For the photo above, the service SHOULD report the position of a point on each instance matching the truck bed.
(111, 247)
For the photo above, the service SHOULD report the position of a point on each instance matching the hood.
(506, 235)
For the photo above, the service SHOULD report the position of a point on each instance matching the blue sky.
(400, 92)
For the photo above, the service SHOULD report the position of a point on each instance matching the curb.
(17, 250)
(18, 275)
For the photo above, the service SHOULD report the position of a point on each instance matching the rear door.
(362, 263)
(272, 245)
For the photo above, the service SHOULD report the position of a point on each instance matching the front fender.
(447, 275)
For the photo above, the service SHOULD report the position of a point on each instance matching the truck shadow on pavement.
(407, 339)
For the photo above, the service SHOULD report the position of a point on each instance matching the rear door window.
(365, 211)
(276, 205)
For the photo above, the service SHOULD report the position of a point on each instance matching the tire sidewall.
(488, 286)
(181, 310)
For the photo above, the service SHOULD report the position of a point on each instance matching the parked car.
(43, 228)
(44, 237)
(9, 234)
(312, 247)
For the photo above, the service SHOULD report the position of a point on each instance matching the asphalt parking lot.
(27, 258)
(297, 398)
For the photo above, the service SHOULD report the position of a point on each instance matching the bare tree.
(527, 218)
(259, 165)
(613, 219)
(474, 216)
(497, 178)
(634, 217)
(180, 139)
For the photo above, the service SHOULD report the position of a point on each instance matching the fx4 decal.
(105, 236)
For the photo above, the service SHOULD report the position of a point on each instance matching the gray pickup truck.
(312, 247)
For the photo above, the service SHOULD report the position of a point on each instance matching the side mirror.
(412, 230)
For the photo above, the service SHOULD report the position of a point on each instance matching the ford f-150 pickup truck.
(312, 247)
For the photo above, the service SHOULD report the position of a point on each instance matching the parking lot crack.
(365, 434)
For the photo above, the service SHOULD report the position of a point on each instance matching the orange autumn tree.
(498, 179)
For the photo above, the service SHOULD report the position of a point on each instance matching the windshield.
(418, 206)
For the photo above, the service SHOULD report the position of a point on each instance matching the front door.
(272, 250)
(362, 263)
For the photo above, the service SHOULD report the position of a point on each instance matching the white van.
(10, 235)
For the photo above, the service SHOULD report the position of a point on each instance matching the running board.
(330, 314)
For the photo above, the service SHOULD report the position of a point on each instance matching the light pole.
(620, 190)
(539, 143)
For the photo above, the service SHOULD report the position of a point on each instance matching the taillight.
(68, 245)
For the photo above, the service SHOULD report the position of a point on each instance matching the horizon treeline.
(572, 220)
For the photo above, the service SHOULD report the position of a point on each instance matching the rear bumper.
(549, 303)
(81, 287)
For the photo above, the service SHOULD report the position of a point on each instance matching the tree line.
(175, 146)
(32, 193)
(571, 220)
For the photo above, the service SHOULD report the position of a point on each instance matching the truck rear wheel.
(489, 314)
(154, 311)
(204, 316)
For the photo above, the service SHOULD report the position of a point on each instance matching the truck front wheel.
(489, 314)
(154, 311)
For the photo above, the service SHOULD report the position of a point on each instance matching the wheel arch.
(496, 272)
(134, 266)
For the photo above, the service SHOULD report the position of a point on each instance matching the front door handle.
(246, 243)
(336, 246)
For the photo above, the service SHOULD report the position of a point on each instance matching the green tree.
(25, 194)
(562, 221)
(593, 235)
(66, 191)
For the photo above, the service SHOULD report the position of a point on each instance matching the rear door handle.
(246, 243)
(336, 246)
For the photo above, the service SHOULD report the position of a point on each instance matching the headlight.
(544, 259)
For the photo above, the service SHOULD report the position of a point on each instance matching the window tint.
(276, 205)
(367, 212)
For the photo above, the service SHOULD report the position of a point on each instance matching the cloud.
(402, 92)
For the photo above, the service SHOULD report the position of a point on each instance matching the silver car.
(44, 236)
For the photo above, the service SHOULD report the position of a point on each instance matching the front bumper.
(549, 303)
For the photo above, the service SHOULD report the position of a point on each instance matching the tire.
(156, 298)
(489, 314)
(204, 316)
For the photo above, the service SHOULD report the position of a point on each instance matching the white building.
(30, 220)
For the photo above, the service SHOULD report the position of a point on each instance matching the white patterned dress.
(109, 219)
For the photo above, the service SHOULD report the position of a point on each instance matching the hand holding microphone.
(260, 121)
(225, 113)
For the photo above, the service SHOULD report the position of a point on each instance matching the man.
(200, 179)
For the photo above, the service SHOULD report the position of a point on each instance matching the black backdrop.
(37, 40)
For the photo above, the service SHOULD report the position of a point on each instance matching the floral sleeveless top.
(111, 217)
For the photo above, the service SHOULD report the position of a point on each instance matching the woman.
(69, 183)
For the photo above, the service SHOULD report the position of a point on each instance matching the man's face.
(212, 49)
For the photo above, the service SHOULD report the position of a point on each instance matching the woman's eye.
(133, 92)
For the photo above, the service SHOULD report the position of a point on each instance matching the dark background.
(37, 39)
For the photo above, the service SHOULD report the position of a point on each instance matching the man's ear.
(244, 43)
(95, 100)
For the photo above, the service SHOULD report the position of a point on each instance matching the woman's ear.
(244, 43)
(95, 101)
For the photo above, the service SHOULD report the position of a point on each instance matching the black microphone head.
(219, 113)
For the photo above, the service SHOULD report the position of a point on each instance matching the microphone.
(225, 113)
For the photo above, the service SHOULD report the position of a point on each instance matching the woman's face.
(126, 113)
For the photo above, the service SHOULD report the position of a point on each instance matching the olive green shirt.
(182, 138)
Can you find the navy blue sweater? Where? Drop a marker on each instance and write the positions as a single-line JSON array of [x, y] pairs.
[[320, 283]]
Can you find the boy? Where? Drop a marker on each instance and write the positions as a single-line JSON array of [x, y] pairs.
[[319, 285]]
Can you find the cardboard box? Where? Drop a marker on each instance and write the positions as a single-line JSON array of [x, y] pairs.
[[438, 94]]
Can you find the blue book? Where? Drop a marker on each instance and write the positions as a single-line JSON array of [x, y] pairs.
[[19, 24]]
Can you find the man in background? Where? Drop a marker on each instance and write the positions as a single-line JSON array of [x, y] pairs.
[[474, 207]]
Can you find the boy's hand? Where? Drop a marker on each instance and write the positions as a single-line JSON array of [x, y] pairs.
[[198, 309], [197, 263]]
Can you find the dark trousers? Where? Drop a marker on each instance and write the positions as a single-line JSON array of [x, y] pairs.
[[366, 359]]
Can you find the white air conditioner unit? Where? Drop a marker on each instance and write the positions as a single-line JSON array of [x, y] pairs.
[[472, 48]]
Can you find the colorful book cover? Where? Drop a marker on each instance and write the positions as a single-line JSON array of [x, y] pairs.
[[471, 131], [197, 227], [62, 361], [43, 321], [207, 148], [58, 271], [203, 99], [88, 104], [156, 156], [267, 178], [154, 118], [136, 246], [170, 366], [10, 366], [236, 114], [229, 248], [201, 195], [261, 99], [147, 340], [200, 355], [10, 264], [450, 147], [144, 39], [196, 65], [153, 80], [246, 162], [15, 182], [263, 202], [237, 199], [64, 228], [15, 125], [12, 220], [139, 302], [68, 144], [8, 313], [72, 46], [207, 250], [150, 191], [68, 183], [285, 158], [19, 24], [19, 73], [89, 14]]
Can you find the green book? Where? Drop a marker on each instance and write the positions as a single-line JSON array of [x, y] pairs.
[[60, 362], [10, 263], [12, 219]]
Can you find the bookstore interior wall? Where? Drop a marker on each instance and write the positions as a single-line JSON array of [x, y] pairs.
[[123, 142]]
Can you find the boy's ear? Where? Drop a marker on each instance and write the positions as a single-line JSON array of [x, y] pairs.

**TO BE DONE:** Please lay out all the lines above as a Markdown table with the columns Row and Line Text, numbering the rows in order and leaving out any blank lines.

**FINAL RESULT:**
| Row | Line Text |
|---|---|
| 1 | For the photo above, the service SHOULD report the position of a point on each instance matching the truck bed. |
| 2 | (111, 247) |
| 3 | For the photo above, the service SHOULD report the position of a point on each instance matching the hood. |
| 4 | (506, 235) |
| 5 | For the photo above, the service SHOULD report the position of a point on each instance matching the blue sky. |
| 6 | (400, 92) |
| 7 | For the photo above, the service SHOULD report the position of a point on each instance matching the curb. |
| 8 | (17, 250) |
| 9 | (18, 275) |
| 10 | For the photo above, the service SHOULD report the position of a point on each instance matching the rear door. |
| 11 | (362, 263) |
| 12 | (272, 245) |
| 13 | For the photo above, the service SHOULD report the position of a point on each instance matching the front fender. |
| 14 | (447, 275) |
| 15 | For the photo above, the service SHOULD report the position of a point on each instance matching the truck shadow on pavement. |
| 16 | (407, 339) |
| 17 | For the photo above, the service SHOULD report the position of a point on each instance matching the rear door window. |
| 18 | (365, 211) |
| 19 | (276, 205) |
| 20 | For the photo above, the service SHOULD report the position of a point on each instance matching the tire sidewall. |
| 21 | (488, 286) |
| 22 | (181, 310) |
| 23 | For the photo above, the service SHOULD report the position of a point on each instance matching the parked car. |
| 24 | (43, 228) |
| 25 | (44, 237) |
| 26 | (9, 234) |
| 27 | (312, 247) |
| 28 | For the photo above, the service SHOULD report the position of a point on each instance matching the asphalt parking lot. |
| 29 | (27, 258) |
| 30 | (297, 398) |
| 31 | For the photo above, the service SHOULD report the position of a point on each instance matching the bare tree. |
| 32 | (527, 218) |
| 33 | (259, 165) |
| 34 | (613, 219) |
| 35 | (474, 216) |
| 36 | (497, 178) |
| 37 | (634, 217) |
| 38 | (180, 139) |
| 39 | For the photo above, the service SHOULD report the position of a point on each instance matching the fx4 decal. |
| 40 | (105, 236) |
| 41 | For the photo above, the service SHOULD report the position of a point on each instance matching the gray pickup truck. |
| 42 | (312, 247) |
| 43 | For the photo above, the service SHOULD report the position of a point on each instance matching the side mirror. |
| 44 | (412, 230) |
| 45 | For the photo above, the service SHOULD report the position of a point on each instance matching the ford f-150 pickup truck. |
| 46 | (312, 247) |
| 47 | For the photo above, the service SHOULD report the position of a point on each instance matching the parking lot crack. |
| 48 | (365, 434) |
| 49 | For the photo above, the service SHOULD report the position of a point on each instance matching the orange autumn tree. |
| 50 | (498, 179) |
| 51 | For the photo above, the service SHOULD report the position of a point on each instance matching the windshield. |
| 52 | (418, 206) |
| 53 | For the photo above, the service SHOULD report the position of a point on each instance matching the front door. |
| 54 | (272, 250) |
| 55 | (362, 263) |
| 56 | For the photo above, the service SHOULD report the position of a point on each instance matching the white van. |
| 57 | (10, 235) |
| 58 | For the photo above, the service SHOULD report the position of a point on each instance matching the running board. |
| 59 | (330, 314) |
| 60 | For the photo above, the service SHOULD report the position of a point on each instance matching the light pole. |
| 61 | (620, 190) |
| 62 | (539, 143) |
| 63 | For the photo above, the service SHOULD report the position of a point on each instance matching the taillight. |
| 64 | (68, 245) |
| 65 | For the photo above, the service SHOULD report the position of a point on each instance matching the horizon treeline. |
| 66 | (572, 220) |
| 67 | For the photo above, the service SHOULD report the position of a point on each instance matching the rear bumper. |
| 68 | (549, 303) |
| 69 | (81, 287) |
| 70 | For the photo above, the service SHOULD report the position of a point on each instance matching the tree line. |
| 71 | (175, 146) |
| 72 | (32, 193) |
| 73 | (571, 220) |
| 74 | For the photo above, the service SHOULD report the position of a point on each instance matching the truck rear wheel. |
| 75 | (489, 314) |
| 76 | (154, 311) |
| 77 | (204, 316) |
| 78 | For the photo above, the service SHOULD report the position of a point on each instance matching the truck front wheel. |
| 79 | (489, 314) |
| 80 | (154, 311) |
| 81 | For the photo above, the service SHOULD report the position of a point on each instance matching the wheel arch. |
| 82 | (496, 272) |
| 83 | (134, 266) |
| 84 | For the photo above, the service SHOULD report the position of a point on each instance matching the front door handle. |
| 85 | (246, 243) |
| 86 | (336, 246) |
| 87 | For the photo above, the service SHOULD report the position of a point on each instance matching the green tree. |
| 88 | (25, 194) |
| 89 | (562, 221) |
| 90 | (593, 235) |
| 91 | (66, 191) |
| 92 | For the photo above, the service SHOULD report the position of a point on each instance matching the rear door handle. |
| 93 | (246, 243) |
| 94 | (336, 246) |
| 95 | For the photo above, the service SHOULD report the position of a point on each instance matching the headlight. |
| 96 | (544, 259) |
| 97 | For the photo above, the service SHOULD report the position of a point on each instance matching the window tint. |
| 98 | (276, 205) |
| 99 | (367, 212) |
| 100 | For the photo above, the service SHOULD report the position of a point on each instance matching the cloud. |
| 101 | (402, 92) |
| 102 | For the photo above, the service SHOULD report the position of a point on each instance matching the silver car. |
| 103 | (44, 236) |
| 104 | For the photo above, the service SHOULD report the position of a point on each instance matching the front bumper. |
| 105 | (549, 303) |
| 106 | For the photo above, the service SHOULD report the position of a point on each instance matching the tire. |
| 107 | (156, 298) |
| 108 | (489, 314) |
| 109 | (204, 316) |
| 110 | For the photo above, the service SHOULD report the position of a point on each instance matching the white building. |
| 111 | (30, 220) |
| 112 | For the photo above, the service SHOULD report the position of a point on each instance matching the white patterned dress. |
| 113 | (109, 219) |
| 114 | For the photo above, the service SHOULD report the position of a point on each instance matching the hand holding microphone. |
| 115 | (260, 121) |
| 116 | (225, 113) |
| 117 | For the photo above, the service SHOULD report the position of a point on each instance matching the man. |
| 118 | (200, 179) |
| 119 | For the photo above, the service SHOULD report the position of a point on each instance matching the black backdrop. |
| 120 | (37, 40) |
| 121 | For the photo above, the service SHOULD report the position of a point on each instance matching the floral sleeveless top. |
| 122 | (111, 217) |
| 123 | For the photo above, the service SHOULD report the position of a point on each instance matching the woman. |
| 124 | (69, 183) |
| 125 | For the photo above, the service SHOULD report the position of a point on each instance matching the man's face. |
| 126 | (212, 49) |
| 127 | For the photo above, the service SHOULD report the position of a point on each instance matching the woman's eye. |
| 128 | (133, 92) |
| 129 | For the photo above, the service SHOULD report the position of a point on each instance matching the dark background. |
| 130 | (37, 39) |
| 131 | For the photo above, the service SHOULD report the position of a point on each instance matching the man's ear. |
| 132 | (244, 43) |
| 133 | (95, 100) |
| 134 | For the photo above, the service SHOULD report the position of a point on each instance matching the woman's ear. |
| 135 | (244, 43) |
| 136 | (95, 101) |
| 137 | For the photo above, the service SHOULD report the position of a point on each instance matching the black microphone head. |
| 138 | (219, 113) |
| 139 | For the photo above, the service SHOULD report the position of a point on each instance matching the microphone. |
| 140 | (225, 113) |
| 141 | For the photo above, the service SHOULD report the position of a point on each instance matching the woman's face. |
| 142 | (126, 113) |
| 143 | For the photo above, the service SHOULD report the position of a point on each instance matching the olive green shirt. |
| 144 | (182, 138) |
| 145 | Can you find the navy blue sweater? Where? Drop a marker on each instance and write the positions as a single-line JSON array of [x, y] pairs. |
| 146 | [[320, 283]] |
| 147 | Can you find the boy? Where? Drop a marker on each instance and write the positions as a single-line JSON array of [x, y] pairs. |
| 148 | [[319, 285]] |
| 149 | Can you find the cardboard box? Where? Drop a marker on each instance and write the positions as a single-line JSON array of [x, y] pairs. |
| 150 | [[438, 94]] |
| 151 | Can you find the blue book? Where? Drop a marker on each instance and write the positions as a single-line JSON array of [x, y] pairs. |
| 152 | [[19, 24]] |
| 153 | Can you find the man in background? Where? Drop a marker on each instance and write the positions as a single-line JSON array of [x, y] pairs. |
| 154 | [[474, 207]] |
| 155 | Can you find the boy's hand? Where? Drop a marker on each instance and write the positions as a single-line JSON array of [x, y] pairs. |
| 156 | [[198, 309], [197, 263]] |
| 157 | Can you find the dark trousers? Where? Drop a marker on each instance and write the positions as a single-line JSON array of [x, y] pairs. |
| 158 | [[366, 359]] |
| 159 | Can you find the white air conditioner unit? Where? Drop a marker on each instance and write the positions as a single-line JSON array of [x, y] pairs. |
| 160 | [[472, 48]] |
| 161 | Can you find the colorful book cover? Where? Drop a marker on each instance and write the positions as a single-line JSON array of [x, y] pairs. |
| 162 | [[471, 131], [197, 227], [62, 361], [43, 321], [207, 148], [58, 271], [203, 99], [88, 104], [156, 156], [267, 178], [154, 118], [136, 246], [170, 366], [10, 366], [236, 114], [229, 248], [201, 195], [261, 99], [147, 340], [200, 355], [10, 264], [450, 147], [144, 39], [196, 65], [153, 80], [246, 162], [15, 182], [263, 202], [237, 199], [64, 228], [15, 125], [12, 220], [139, 302], [68, 144], [8, 313], [72, 46], [207, 250], [150, 191], [68, 183], [285, 158], [19, 24], [19, 73], [89, 14]] |
| 163 | Can you find the green book? Where? Drop a marker on each instance and write the positions as a single-line JSON array of [x, y] pairs. |
| 164 | [[60, 362], [10, 263], [12, 219]] |
| 165 | Can you find the bookstore interior wall? Where? Drop a marker on each instance and write the positions as a single-line JSON array of [x, y] pairs. |
| 166 | [[123, 142]] |
| 167 | Can you find the boy's ear? Where? Drop a marker on each instance and write the positions as a single-line JSON array of [x, y] pairs. |